- What is asked
Replace every occurrence of "Your task is to detect" with "Please identify" throughout the records and reproduce them with no other changes, leaving out the pictures.

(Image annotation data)
◆ ◆ ◆ ◆ ◆
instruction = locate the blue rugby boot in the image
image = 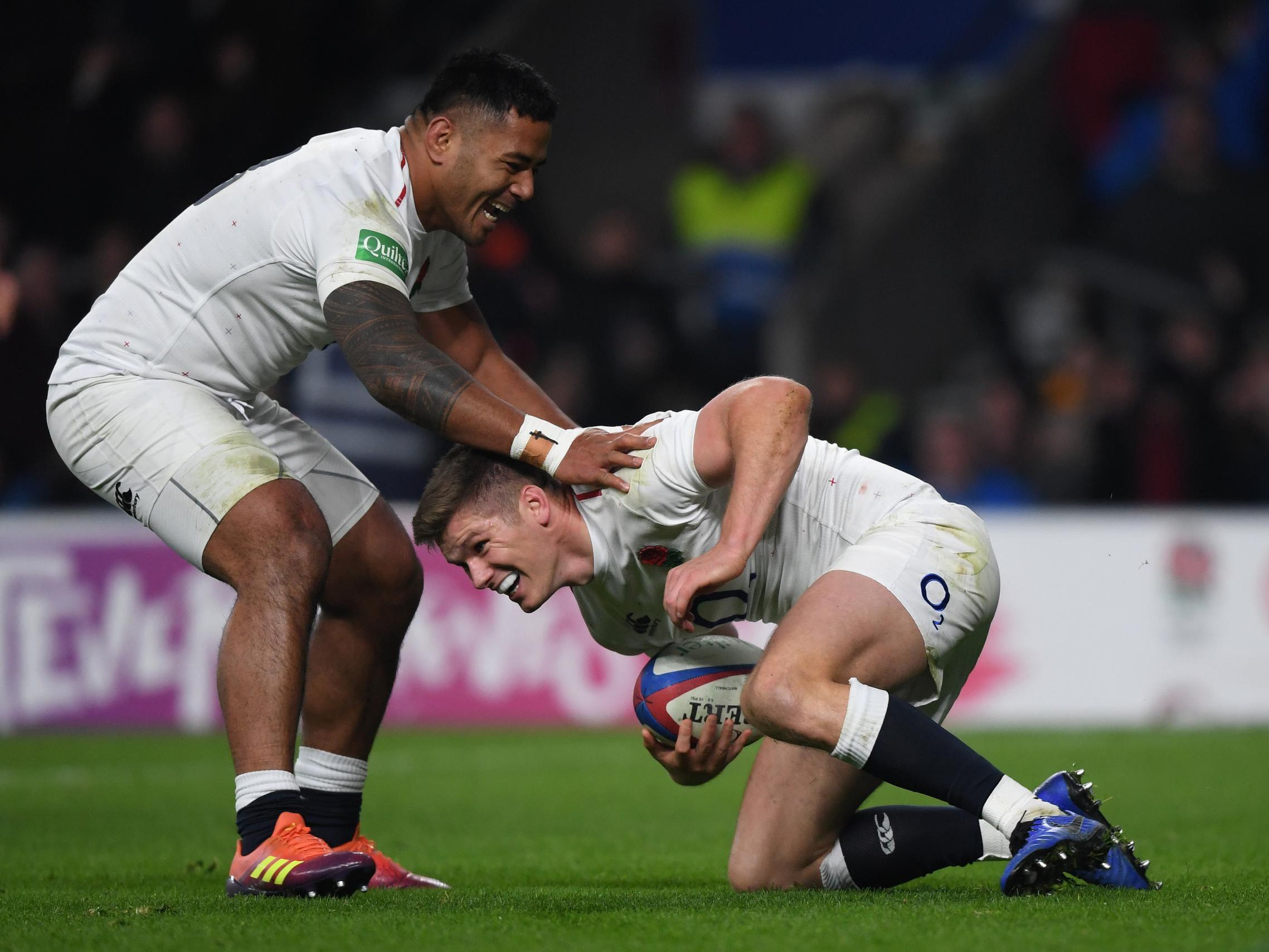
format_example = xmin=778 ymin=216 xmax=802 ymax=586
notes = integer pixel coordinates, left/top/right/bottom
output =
xmin=1000 ymin=812 xmax=1110 ymax=896
xmin=1035 ymin=770 xmax=1163 ymax=890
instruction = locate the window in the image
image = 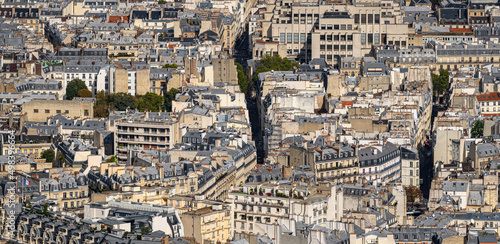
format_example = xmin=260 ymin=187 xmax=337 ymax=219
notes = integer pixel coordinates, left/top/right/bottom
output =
xmin=300 ymin=33 xmax=306 ymax=43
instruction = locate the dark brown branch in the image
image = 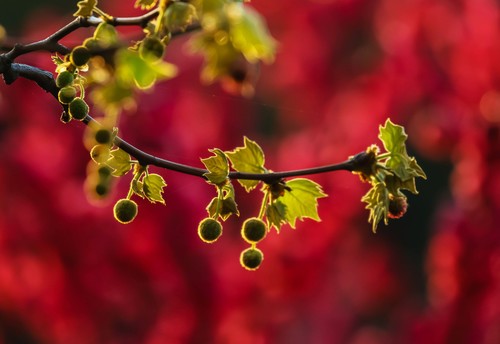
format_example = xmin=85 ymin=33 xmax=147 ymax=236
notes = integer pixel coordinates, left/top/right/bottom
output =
xmin=0 ymin=63 xmax=360 ymax=183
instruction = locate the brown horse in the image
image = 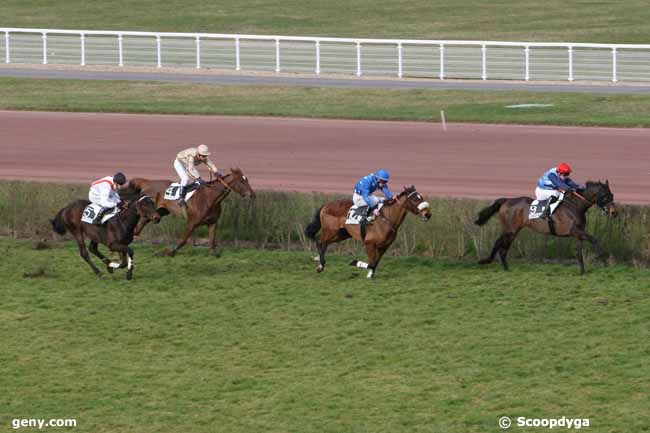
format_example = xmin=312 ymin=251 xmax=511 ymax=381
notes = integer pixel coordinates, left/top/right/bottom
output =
xmin=128 ymin=168 xmax=255 ymax=257
xmin=50 ymin=195 xmax=160 ymax=280
xmin=305 ymin=186 xmax=431 ymax=278
xmin=474 ymin=181 xmax=617 ymax=274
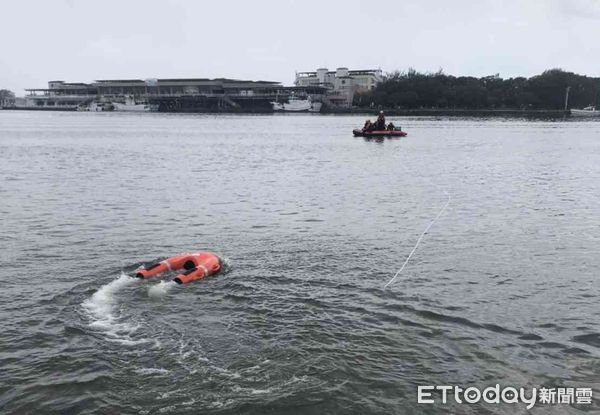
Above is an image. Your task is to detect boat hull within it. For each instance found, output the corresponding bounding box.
[352,128,407,137]
[571,109,600,117]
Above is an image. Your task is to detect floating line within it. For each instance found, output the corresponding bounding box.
[383,190,450,290]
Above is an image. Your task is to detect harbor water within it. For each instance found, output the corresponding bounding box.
[0,111,600,415]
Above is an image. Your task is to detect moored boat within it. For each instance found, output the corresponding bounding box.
[571,106,600,117]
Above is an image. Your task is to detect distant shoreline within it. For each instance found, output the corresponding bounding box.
[1,107,570,118]
[323,108,570,118]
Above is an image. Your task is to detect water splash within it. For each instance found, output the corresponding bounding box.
[148,281,177,298]
[82,273,147,345]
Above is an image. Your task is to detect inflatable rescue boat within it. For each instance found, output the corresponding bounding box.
[352,128,406,137]
[135,252,221,284]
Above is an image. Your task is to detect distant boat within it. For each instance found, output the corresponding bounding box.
[271,97,322,112]
[113,97,150,112]
[571,106,600,117]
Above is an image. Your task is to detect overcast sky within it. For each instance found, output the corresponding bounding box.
[0,0,600,95]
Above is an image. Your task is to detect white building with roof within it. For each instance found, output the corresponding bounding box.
[294,67,383,107]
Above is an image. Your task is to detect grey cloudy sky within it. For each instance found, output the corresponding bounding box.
[0,0,600,95]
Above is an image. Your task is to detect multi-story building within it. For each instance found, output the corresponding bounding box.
[294,68,383,107]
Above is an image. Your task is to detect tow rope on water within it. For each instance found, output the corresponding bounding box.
[383,190,450,290]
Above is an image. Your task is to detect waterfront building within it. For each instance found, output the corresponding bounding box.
[20,78,326,112]
[294,67,383,107]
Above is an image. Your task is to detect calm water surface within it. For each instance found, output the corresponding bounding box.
[0,111,600,414]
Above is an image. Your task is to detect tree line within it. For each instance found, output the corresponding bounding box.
[354,69,600,110]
◆ ◆ ◆ ◆ ◆
- The response
instruction = locate the blue rugby boot in the image
image = 
format_example = xmin=778 ymin=216 xmax=802 ymax=586
notes = integer pixel coordinates, left/top/right/bottom
output =
xmin=1000 ymin=812 xmax=1110 ymax=896
xmin=1035 ymin=770 xmax=1163 ymax=890
instruction = locate the window in the image
image = 
format_example = xmin=260 ymin=187 xmax=337 ymax=219
notes = integer pixel coordinates, left/top/right/bottom
output =
xmin=300 ymin=33 xmax=306 ymax=43
instruction = locate the dark brown branch in the image
image = 
format_example = xmin=85 ymin=33 xmax=147 ymax=236
notes = integer pixel coordinates, left/top/right/bottom
output =
xmin=0 ymin=63 xmax=360 ymax=183
instruction = locate the brown horse in the image
image = 
format_example = xmin=312 ymin=251 xmax=511 ymax=381
notes = integer pixel coordinates, left/top/right/bottom
output =
xmin=128 ymin=168 xmax=255 ymax=257
xmin=50 ymin=195 xmax=160 ymax=280
xmin=305 ymin=186 xmax=431 ymax=278
xmin=474 ymin=181 xmax=617 ymax=274
Above is an image. Please identify boat hull within it. For each instance found, output the corresponding bounding box.
[352,128,407,137]
[571,109,600,117]
Above is an image. Please identify floating line within it. For each instance found, output the corresponding bounding box.
[383,190,450,290]
Above is an image. Please identify harbor water within it. For each instance found, output the corresponding bounding box.
[0,111,600,415]
Above is an image. Please identify moored boat within it. For each instance found, output the corresponding bounding box.
[571,106,600,117]
Above is an image. Please identify distant shoreline within it. For each instance found, output the corresponding bounding box.
[1,107,570,118]
[323,108,570,118]
Above is an image. Please identify water splash within it. For each instance found, output the corresponding bounding box.
[148,281,177,298]
[82,273,147,345]
Above is an image. Please identify inflatable rescue boat within it. For each instance found, output the corresponding bounding box.
[352,128,406,137]
[135,252,221,284]
Above is an image. Please identify distant boat within it. For each instance found, output the corresponding bounding box.
[271,97,322,112]
[113,97,150,112]
[571,106,600,117]
Above is an image. Please identify overcast sky within it. For each instance found, output the corresponding bounding box.
[0,0,600,95]
Above is an image. Please identify white building with roof within it. For each instance found, output the corresponding bounding box.
[294,67,383,107]
Above is an image. Please identify grey cloudy sky within it. For each instance found, output the corresponding bounding box.
[0,0,600,95]
Above is an image. Please identify multi-story building within it. For each instance found, output the corresponding bounding box.
[294,68,383,107]
Above is an image. Please identify tow rope on water within it. For each instance found, output the corresponding bounding box.
[383,190,450,290]
Above is an image. Please identify waterfront building within it. For each instance found, output the corresponding bounding box.
[20,78,326,112]
[294,67,383,107]
Above is an image. Please identify calm water surface within it. For each instance found, output the corresponding bounding box.
[0,111,600,414]
Above is an image. Please identify tree line within it. For each instance found, output the corresponding bounding box.
[354,69,600,110]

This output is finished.